**Problem description:** Count the lines in the material below that contain the string "asphalt", treating uppercase and lowercase as different, and reply with only that number.
# # # # #
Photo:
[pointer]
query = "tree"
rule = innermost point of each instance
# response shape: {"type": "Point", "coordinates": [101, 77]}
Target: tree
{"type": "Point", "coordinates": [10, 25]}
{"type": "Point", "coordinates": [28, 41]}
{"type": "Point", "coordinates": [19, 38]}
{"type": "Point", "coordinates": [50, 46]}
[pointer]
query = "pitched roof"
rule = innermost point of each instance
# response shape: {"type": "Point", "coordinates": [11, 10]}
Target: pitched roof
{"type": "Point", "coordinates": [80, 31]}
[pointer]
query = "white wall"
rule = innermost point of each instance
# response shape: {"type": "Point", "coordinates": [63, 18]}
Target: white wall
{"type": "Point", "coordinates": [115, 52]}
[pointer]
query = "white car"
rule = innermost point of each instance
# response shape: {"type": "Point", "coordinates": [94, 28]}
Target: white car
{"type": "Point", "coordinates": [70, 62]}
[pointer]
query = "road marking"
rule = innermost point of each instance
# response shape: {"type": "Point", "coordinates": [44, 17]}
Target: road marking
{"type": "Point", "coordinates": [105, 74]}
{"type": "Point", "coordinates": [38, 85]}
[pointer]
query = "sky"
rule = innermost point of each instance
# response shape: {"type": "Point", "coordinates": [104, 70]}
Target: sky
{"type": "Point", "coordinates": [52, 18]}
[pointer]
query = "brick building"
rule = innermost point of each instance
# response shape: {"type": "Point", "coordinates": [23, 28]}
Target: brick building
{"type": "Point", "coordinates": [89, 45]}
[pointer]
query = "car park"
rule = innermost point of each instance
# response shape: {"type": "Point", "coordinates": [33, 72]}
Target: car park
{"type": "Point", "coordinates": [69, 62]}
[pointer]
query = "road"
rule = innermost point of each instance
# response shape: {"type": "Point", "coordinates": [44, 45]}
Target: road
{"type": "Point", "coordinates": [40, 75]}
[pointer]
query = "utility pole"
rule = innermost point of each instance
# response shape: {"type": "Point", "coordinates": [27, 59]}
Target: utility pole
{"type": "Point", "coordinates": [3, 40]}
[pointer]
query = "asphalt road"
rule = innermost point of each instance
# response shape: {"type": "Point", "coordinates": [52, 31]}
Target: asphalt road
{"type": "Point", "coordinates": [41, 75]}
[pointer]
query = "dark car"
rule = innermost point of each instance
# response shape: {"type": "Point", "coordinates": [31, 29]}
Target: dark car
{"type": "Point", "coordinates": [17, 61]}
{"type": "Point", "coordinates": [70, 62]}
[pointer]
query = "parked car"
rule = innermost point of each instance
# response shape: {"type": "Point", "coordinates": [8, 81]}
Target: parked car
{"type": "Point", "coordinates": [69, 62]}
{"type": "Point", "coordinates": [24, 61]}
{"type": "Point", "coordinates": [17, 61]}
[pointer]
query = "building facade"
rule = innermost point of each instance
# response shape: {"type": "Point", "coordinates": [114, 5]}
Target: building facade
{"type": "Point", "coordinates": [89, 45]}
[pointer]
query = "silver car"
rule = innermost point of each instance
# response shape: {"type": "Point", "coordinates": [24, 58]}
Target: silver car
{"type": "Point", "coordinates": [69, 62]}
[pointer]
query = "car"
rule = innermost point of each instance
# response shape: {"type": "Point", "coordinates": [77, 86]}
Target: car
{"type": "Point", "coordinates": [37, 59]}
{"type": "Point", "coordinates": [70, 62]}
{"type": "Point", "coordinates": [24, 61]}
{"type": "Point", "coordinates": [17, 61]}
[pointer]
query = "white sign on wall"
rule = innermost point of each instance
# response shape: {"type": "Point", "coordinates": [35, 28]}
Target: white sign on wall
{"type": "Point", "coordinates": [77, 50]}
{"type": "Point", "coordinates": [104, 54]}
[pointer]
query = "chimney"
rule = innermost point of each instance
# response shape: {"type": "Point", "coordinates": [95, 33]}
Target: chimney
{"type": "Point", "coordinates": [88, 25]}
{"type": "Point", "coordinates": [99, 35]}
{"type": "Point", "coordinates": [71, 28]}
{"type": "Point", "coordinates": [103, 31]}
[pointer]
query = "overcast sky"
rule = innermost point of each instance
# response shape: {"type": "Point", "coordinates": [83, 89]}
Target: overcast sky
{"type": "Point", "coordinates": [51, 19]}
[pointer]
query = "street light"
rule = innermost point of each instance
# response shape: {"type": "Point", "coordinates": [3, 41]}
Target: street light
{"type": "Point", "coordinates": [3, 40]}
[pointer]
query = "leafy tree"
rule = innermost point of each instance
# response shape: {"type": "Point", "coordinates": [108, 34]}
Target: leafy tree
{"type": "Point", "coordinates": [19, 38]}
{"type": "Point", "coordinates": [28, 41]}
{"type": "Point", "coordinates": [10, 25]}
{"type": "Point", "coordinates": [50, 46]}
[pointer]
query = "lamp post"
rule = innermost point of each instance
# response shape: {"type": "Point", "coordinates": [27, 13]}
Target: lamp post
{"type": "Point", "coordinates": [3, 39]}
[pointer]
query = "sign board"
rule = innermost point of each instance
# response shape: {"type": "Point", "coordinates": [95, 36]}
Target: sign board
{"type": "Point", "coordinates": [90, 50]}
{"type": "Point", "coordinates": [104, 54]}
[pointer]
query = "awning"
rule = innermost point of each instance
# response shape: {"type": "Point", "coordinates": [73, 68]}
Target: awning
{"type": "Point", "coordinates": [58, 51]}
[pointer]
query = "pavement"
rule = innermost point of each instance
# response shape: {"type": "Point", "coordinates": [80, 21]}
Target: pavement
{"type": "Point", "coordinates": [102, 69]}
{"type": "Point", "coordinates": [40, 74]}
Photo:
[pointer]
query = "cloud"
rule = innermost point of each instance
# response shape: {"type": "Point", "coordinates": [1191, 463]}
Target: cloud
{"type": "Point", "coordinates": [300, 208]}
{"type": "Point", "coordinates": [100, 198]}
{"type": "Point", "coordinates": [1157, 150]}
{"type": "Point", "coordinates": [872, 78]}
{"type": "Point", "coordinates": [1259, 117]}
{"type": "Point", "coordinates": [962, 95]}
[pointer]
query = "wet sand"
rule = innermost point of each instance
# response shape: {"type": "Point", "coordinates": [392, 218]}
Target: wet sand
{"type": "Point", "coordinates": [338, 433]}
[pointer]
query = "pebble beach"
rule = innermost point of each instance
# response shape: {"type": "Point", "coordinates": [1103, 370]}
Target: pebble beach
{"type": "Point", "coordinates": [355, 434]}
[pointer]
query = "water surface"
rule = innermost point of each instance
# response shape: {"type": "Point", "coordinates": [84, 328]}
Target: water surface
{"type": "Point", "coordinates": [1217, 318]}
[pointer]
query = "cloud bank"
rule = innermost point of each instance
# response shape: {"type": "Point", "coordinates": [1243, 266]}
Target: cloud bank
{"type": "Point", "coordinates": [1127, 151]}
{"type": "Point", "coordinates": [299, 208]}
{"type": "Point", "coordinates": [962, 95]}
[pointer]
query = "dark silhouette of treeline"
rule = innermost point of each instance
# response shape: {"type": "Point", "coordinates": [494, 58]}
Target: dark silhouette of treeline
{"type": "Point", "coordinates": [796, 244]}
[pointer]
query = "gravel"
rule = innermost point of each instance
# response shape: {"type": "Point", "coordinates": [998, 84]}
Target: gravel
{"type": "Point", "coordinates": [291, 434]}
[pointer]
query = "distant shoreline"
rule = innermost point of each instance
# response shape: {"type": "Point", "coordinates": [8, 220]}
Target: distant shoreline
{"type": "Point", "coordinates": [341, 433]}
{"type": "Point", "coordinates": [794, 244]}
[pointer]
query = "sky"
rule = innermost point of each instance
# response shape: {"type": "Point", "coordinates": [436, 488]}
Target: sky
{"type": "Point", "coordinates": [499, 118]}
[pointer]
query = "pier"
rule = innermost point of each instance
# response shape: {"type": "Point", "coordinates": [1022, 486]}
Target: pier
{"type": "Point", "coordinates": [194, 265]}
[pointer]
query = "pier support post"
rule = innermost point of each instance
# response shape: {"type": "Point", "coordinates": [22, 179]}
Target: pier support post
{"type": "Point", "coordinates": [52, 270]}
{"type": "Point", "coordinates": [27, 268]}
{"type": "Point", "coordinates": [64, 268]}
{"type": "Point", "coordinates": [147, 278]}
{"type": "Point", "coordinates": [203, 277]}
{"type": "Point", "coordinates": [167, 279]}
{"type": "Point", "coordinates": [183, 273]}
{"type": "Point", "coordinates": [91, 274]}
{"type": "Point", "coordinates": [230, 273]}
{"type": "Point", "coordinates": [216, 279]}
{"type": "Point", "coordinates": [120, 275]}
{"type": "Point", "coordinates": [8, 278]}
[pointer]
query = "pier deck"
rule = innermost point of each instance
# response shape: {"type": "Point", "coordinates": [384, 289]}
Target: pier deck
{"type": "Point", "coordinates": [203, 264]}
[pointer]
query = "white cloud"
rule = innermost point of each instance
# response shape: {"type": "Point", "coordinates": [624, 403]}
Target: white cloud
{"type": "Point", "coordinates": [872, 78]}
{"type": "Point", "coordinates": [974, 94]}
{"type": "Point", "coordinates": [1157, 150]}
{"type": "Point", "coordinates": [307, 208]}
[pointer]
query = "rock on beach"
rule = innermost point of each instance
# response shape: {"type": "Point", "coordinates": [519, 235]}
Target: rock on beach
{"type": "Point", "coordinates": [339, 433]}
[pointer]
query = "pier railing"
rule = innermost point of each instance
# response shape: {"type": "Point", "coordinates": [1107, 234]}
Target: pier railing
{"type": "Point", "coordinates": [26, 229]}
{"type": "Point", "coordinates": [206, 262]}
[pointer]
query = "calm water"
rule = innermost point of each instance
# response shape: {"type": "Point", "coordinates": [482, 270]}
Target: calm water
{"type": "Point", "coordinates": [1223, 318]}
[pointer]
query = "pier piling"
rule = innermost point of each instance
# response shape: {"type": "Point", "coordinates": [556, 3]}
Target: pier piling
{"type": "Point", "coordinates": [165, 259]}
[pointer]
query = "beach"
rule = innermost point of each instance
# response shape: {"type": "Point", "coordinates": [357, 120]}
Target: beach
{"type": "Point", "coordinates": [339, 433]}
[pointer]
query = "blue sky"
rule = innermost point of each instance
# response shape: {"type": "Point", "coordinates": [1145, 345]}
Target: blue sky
# # # # #
**Correct response:** 2